China has agreed to work more closely with the U.S. to curb the flow of pirated goods, the head of the U.S. customs agency announced Friday.
The agreement calls for China to more aggressively pursue within its own borders alleged producers of counterfeit goods that are seized by U.S. customs officials. The promise comes amid a fresh round of concern about a growing flood of fake products reaching consumers in the U.S. and other Western countries.
The two countries signed a memorandum of cooperation this week under which the customs agency will supply China with information on the source of seized goods, and Beijing will report back within 90 days on the status of efforts to track down those responsible, said W. Ralph Basham, commissioner of U.S. Customs and Border Protection.
“We’ve got to start dealing with the source of the problem,” he said. “We can’t expect to rely upon interdiction to be our tool in order to stop these products.”

—————

:: Task objective ::
In the China–U.S. customs article, within how many days will Beijing report back on efforts to track down those responsible for seized goods?

—————

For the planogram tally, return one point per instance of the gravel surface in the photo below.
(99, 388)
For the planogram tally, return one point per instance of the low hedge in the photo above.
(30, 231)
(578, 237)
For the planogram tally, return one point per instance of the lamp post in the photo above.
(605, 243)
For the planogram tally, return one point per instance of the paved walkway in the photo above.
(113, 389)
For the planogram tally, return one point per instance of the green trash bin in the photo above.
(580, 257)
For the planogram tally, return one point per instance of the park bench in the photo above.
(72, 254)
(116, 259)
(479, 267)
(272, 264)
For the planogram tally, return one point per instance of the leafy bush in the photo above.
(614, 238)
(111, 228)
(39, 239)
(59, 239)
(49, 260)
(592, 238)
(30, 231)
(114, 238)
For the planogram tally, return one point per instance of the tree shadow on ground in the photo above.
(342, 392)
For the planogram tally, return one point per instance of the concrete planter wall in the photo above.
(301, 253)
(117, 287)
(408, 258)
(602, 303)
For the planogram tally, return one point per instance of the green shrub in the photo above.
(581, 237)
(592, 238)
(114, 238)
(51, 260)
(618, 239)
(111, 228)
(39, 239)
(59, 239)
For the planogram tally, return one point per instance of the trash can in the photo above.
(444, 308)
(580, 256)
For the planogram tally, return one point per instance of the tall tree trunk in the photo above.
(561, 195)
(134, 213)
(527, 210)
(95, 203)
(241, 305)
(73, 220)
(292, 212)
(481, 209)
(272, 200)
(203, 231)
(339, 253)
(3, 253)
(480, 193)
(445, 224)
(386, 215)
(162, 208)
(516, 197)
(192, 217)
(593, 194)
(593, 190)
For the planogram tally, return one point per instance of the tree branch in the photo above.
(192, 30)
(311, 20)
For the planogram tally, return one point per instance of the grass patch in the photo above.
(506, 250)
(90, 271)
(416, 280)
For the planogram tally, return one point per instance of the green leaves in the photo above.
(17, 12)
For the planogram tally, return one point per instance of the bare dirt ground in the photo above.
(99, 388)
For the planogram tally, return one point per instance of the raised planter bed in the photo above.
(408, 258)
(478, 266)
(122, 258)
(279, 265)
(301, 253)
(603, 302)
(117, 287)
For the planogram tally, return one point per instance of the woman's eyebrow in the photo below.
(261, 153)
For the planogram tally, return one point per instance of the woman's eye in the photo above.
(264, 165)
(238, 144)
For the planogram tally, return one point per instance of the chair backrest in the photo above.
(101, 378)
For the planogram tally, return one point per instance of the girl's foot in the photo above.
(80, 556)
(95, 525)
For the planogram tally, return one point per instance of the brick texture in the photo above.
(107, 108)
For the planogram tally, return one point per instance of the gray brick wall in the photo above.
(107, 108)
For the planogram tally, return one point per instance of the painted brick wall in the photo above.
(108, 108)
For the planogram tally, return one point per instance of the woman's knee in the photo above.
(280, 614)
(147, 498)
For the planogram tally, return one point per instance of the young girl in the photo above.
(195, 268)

—————

:: Result for this task ::
Within 90 days.